ドイツ人の好きなところは、こういうワインに全然手を抜かないじゃないですか。そこが本当にいいと思うんですよね。他の産地とかだと、一番下のクラスの安いワインは手を抜く人が多いんですよ・・・グランクリュばっかりに手をかけて、他の部分をないがしろにする・・・ ドイツの造り手は上から下まで同様に捧げられたケアというのは本当に他の国もぜひ見習うべきですね。これはドイツならではです。本当に真面目な人たちですね。

 

ああ、両方おいしいなぁ・・・ 個人的には2017が好きだなぁ

 

宮本:
梁さんがお客さんにこのワインを進める時に、「ドイツ」の「ヴァイサーブルグンダー」と言った時に、お客さんは抵抗ありませんか?

 

梁さん:
いや、それからの追加説明をしないと、なんのこっちゃわからないので、今言ったような説明は必ずするんですよ。ドイツのマイナー品種の素晴らしい造り手のワインは、世界でも圧倒的なコストパフォーマンスを誇るものがあることを、僕がプロとして断言しますけど、1本¥10,000以上するワインと、全く遜色ないワインがこの価格で造られているということが、どれだけ素晴らしいということは、ちゃんと伝えますね。わからないものを伝える時はストーリーを添えてあげないと難しいですから。結局、おかわりのお客さんも多いので、すぐ売れてしまいますね。

::::::

## 記述問題 1
ドイツワインの対談で「梁さん:」のあとに続く発言から、カタカナで書かれた語を重複なしで出現順にすべて挙げてください。
## 記述問題 2
ドイツワインの対談の最後の文を引き継いで、同じ話し言葉の調子で続きを書いてください。

コレクションの保存項目:
::::::

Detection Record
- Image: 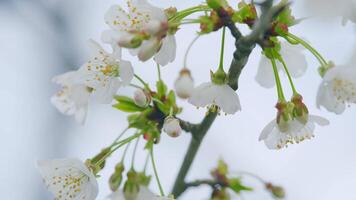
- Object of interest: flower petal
[120,60,134,85]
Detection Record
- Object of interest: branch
[172,0,285,198]
[172,111,217,198]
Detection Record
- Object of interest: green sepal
[228,178,253,194]
[156,80,167,99]
[276,0,296,27]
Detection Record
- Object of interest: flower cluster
[38,0,356,200]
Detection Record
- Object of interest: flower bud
[276,102,294,132]
[266,183,286,199]
[163,116,182,137]
[109,162,125,192]
[292,94,309,124]
[133,89,151,108]
[174,69,194,99]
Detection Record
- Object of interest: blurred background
[0,0,356,200]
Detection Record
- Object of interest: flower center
[332,79,356,103]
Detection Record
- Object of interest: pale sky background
[0,0,356,200]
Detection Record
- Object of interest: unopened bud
[292,94,309,124]
[133,89,151,108]
[109,162,125,192]
[163,116,182,137]
[124,170,140,200]
[266,183,286,199]
[174,69,194,99]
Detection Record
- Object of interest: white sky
[0,0,356,200]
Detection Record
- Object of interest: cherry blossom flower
[255,42,307,88]
[51,71,90,124]
[174,69,194,99]
[317,65,356,114]
[133,89,151,107]
[163,116,182,137]
[188,82,241,114]
[109,186,174,200]
[37,159,98,200]
[259,115,329,149]
[102,0,176,66]
[79,40,134,103]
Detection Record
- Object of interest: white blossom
[133,89,150,107]
[79,40,134,103]
[103,0,176,66]
[37,159,98,200]
[259,115,329,149]
[51,71,90,124]
[174,69,194,99]
[255,42,307,88]
[317,65,356,114]
[109,186,174,200]
[163,116,182,137]
[188,82,241,114]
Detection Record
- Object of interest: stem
[287,33,328,65]
[219,26,225,71]
[131,138,140,169]
[279,54,298,95]
[270,55,285,101]
[150,147,165,197]
[172,112,218,198]
[157,63,162,80]
[183,35,200,69]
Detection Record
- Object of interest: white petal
[188,82,215,107]
[37,159,98,200]
[104,5,130,31]
[258,119,277,141]
[136,187,156,200]
[309,115,330,126]
[101,30,122,59]
[120,60,134,85]
[138,38,160,62]
[255,55,275,88]
[154,35,177,66]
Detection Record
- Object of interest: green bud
[137,172,152,186]
[211,189,230,200]
[124,170,140,200]
[266,183,286,199]
[109,162,125,192]
[291,94,309,124]
[210,69,228,85]
[318,61,335,77]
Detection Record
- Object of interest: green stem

::::::

## 出力 1
ドイツ、マイナー、ワイン、コストパフォーマンス、プロ、ストーリー

## 出力 2
 

宮本:
以前、ニューヨークにいらっしゃった際、良い造り手のリースリングはとても人気があって取り合いだったとお伺いしたことがありますが、ドイツのピノ系品種はいかがだったんでしょうか?

 

梁さん:
当時は段階としてはそろそろシュペートブルグンダーとか良くなってきそうだよね・・・とみんなが言い始めた時だったんですよ。その時はドイツの辛口リースリングはやべぇぞ! 良い造り手のGGは買えよ!という風潮でした。それまで辛口リースリングは、オーストリアが強かったんです。特にヴァッハウのスマラクトのリースリングは、高くてもニューヨークでよく売れてました。それから10年の間に、みんなが予想していたとおり、リースリング以外の品種が、シュペートブルグンダーを筆頭にグイグイ上がってきたという。

 

宮本:
フーバーは当時どうでした?

 

梁さん:
知ってはいたんですが、当時はドイツワインといえば、とにかく良い生産者のリースリングをひたすら追っかけていました。

 

宮本:
ここ10年~15年は、リースリングが世界的にもブランドとして確立されてきたイメージがあって、価格も少し上がってきた印象ですね。

 

梁さん:
そうですね、ただブルゴーニュに比べたら全然マシですよ。この10年でものによっては3倍くらい上がりましたからね。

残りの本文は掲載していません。